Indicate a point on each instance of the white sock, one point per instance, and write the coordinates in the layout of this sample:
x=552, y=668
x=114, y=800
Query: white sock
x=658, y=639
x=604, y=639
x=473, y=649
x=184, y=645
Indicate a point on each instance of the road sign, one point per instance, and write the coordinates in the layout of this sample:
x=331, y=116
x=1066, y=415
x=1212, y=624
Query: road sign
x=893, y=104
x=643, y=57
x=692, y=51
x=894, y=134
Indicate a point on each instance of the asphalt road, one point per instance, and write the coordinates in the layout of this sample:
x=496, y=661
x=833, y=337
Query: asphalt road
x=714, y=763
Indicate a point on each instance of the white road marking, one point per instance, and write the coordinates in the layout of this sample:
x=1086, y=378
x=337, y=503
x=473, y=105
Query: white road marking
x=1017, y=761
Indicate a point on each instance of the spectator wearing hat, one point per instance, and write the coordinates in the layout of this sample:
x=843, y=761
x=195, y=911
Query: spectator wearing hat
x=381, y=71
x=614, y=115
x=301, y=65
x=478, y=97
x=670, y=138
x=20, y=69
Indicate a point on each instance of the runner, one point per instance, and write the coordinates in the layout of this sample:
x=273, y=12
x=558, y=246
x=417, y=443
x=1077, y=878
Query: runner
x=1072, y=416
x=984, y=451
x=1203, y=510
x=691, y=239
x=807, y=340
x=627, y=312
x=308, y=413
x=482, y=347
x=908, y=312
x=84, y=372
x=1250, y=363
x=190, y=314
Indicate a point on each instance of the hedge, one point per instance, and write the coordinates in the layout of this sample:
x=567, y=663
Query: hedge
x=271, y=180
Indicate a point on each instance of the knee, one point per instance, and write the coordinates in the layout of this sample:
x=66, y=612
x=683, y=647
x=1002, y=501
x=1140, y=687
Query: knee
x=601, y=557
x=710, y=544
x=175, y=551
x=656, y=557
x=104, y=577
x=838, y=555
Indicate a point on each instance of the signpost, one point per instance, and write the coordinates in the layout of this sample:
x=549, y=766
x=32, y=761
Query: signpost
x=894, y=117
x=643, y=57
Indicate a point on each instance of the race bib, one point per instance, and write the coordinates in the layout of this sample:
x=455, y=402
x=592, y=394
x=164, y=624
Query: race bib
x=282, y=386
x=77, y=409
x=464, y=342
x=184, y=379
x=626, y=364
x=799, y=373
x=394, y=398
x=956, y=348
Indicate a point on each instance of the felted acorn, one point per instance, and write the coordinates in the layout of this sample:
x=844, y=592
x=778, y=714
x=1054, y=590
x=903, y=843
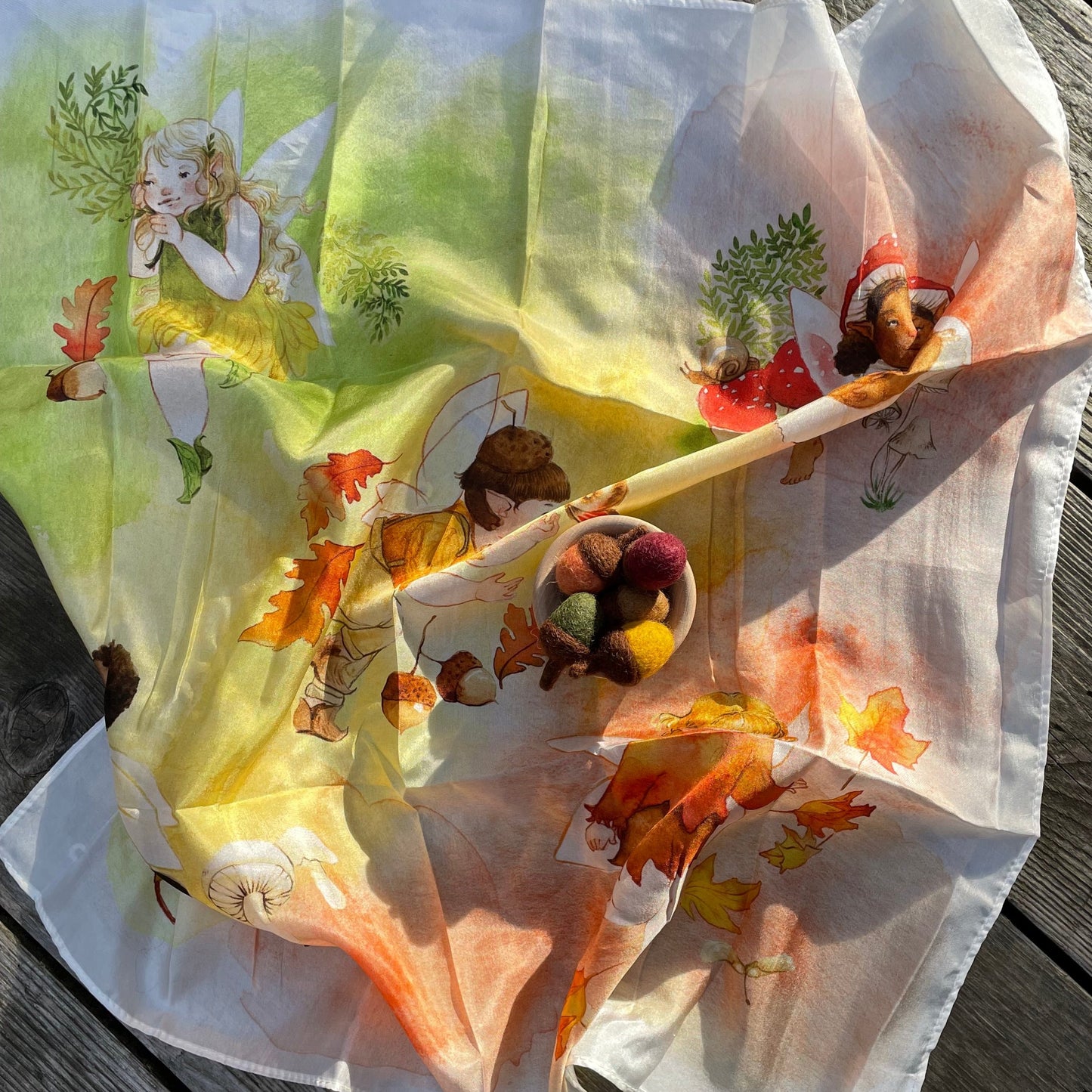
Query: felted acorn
x=655, y=561
x=567, y=637
x=633, y=652
x=463, y=679
x=407, y=699
x=589, y=565
x=626, y=603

--------------------------------

= WRITTEN INSTRUCTION =
Copy all of the material above line for line, changing nothing, but leave out the pictures.

= COMPLETED TASK =
Indicate a point on each instance of the white sock, one point per instance, and write the coordinates in the layout of this sample:
x=552, y=668
x=114, y=800
Query: white sock
x=658, y=639
x=604, y=639
x=473, y=649
x=184, y=645
Indicate a point on each instance of the road sign, one point per instance, and write the coordinates in the layout of this sample:
x=331, y=116
x=1066, y=415
x=1212, y=624
Query: road sign
x=893, y=104
x=643, y=57
x=692, y=51
x=894, y=134
Indicate a point on each instance of the asphalt road, one point per instance, and write the coordinates in the layout of this sample:
x=496, y=661
x=833, y=337
Query: asphalt road
x=714, y=763
Indicate a point on each instance of the white road marking, one point per instance, and write the coordinates in the layout of this sample:
x=1086, y=378
x=337, y=503
x=473, y=105
Query: white road marking
x=1017, y=761
Indicate a point on each instance of the spectator wearing hat, one point per instance, and write the coordinates in the layout of this sample:
x=843, y=761
x=195, y=911
Query: spectator wearing hat
x=381, y=71
x=614, y=115
x=301, y=65
x=478, y=97
x=670, y=138
x=20, y=69
Indicate a point on each instance of the runner, one point per instance, and write the coordinates in the layout of this sample:
x=273, y=12
x=558, y=246
x=417, y=443
x=1077, y=878
Query: runner
x=1072, y=416
x=984, y=451
x=1203, y=510
x=691, y=239
x=807, y=340
x=627, y=312
x=308, y=413
x=482, y=347
x=908, y=312
x=84, y=372
x=1250, y=363
x=190, y=314
Indicate a point on each instance of the hedge, one point per instance, and write the coordinates in the layout of this sample:
x=567, y=663
Query: hedge
x=271, y=180
Indicate a point on each instance of the knee, one point per instance, and write the coordinates in the layout of this sample:
x=66, y=612
x=683, y=647
x=1002, y=501
x=1140, y=687
Query: knee
x=601, y=557
x=710, y=544
x=175, y=551
x=656, y=557
x=104, y=577
x=838, y=555
Indicate a point on each instance of the signpost, one point per instance, and write the coordinates in the layout of this sample:
x=549, y=766
x=32, y=761
Query: signpost
x=894, y=117
x=643, y=57
Indicate a point on each instance of the race bib, one point per instance, and write the coordinates in the layout of this sample:
x=455, y=402
x=592, y=394
x=164, y=624
Query: race bib
x=282, y=386
x=77, y=409
x=464, y=342
x=184, y=379
x=626, y=364
x=799, y=373
x=394, y=398
x=956, y=348
Indicate a point on each instance of the felted acorn, one point per instance, and write the coordinates in the layout of this sample:
x=844, y=592
x=778, y=714
x=1054, y=590
x=903, y=843
Query: felted acorn
x=655, y=561
x=567, y=637
x=633, y=652
x=463, y=679
x=407, y=699
x=589, y=565
x=626, y=603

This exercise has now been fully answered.